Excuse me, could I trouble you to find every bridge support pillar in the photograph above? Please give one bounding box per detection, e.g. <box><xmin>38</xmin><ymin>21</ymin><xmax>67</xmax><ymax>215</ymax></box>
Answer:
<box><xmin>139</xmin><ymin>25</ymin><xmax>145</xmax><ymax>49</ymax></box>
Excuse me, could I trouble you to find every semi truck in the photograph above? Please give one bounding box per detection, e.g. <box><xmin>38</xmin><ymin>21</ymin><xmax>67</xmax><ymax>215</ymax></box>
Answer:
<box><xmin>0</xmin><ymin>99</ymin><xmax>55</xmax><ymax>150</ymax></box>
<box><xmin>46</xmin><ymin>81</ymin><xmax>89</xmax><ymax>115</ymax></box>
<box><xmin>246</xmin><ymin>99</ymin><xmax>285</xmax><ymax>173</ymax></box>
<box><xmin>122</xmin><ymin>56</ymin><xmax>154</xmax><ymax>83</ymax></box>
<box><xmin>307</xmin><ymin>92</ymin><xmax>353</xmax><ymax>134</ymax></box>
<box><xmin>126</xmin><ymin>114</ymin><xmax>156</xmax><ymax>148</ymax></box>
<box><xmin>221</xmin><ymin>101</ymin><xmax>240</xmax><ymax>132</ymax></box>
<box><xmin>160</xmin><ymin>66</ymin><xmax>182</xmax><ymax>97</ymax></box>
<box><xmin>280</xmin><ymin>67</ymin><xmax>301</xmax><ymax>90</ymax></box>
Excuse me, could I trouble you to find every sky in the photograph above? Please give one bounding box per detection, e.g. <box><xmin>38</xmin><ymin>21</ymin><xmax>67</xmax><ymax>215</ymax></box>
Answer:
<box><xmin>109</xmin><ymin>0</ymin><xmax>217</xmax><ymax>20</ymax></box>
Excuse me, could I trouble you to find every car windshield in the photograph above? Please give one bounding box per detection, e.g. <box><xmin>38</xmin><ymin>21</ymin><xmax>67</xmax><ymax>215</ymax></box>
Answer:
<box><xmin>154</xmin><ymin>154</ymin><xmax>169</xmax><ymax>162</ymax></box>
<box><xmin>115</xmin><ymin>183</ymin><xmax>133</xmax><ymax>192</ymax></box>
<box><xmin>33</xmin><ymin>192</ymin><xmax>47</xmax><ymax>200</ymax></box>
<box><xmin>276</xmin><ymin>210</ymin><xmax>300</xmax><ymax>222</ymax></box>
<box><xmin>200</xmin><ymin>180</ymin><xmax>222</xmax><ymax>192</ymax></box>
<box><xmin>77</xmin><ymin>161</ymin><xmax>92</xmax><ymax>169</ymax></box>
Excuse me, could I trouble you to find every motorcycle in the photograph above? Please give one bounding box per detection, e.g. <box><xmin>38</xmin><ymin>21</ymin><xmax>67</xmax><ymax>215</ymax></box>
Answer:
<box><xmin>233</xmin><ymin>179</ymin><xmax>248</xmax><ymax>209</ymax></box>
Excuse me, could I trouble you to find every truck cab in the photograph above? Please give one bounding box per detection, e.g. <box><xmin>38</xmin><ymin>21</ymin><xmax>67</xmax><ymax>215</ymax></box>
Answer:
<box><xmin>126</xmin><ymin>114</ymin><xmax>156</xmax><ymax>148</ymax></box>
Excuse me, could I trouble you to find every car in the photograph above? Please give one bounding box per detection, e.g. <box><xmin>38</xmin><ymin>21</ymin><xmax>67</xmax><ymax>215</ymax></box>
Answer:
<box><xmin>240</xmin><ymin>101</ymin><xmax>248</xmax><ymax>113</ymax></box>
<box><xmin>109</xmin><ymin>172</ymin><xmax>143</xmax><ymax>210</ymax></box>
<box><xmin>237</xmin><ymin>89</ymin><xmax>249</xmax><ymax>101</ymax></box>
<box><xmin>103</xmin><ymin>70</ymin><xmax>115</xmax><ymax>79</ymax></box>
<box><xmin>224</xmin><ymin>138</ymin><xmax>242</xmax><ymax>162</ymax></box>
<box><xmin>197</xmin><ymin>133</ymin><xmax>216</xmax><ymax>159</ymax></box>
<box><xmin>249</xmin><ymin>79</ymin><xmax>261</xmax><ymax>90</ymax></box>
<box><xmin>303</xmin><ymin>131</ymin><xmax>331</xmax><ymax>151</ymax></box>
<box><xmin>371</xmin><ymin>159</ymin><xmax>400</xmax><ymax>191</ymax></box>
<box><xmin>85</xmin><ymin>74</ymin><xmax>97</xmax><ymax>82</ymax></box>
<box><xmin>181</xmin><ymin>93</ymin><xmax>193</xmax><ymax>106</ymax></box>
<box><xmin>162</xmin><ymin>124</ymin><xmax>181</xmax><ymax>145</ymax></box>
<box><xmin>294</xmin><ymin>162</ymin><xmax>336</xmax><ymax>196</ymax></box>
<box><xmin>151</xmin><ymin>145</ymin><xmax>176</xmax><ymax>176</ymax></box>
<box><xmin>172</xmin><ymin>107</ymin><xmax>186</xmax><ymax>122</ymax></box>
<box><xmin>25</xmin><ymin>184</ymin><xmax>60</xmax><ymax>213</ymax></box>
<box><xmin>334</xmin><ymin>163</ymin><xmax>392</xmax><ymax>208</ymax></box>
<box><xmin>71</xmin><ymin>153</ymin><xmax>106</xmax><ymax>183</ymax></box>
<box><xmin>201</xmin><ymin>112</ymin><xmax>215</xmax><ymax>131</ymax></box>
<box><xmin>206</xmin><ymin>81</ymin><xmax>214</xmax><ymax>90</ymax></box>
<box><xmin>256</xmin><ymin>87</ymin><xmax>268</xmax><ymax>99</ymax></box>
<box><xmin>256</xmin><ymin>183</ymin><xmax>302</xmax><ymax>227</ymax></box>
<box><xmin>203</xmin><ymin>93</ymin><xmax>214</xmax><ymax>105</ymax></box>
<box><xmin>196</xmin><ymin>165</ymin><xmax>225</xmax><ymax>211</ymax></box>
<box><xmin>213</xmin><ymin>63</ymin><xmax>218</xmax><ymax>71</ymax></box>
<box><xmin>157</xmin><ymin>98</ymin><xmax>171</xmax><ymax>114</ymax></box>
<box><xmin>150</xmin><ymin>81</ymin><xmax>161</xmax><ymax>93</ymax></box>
=-=-=-=-=
#### Set task:
Determine how many of the lines above contain the string "bounding", with case counting. Give only the number.

#### Result for this exercise:
7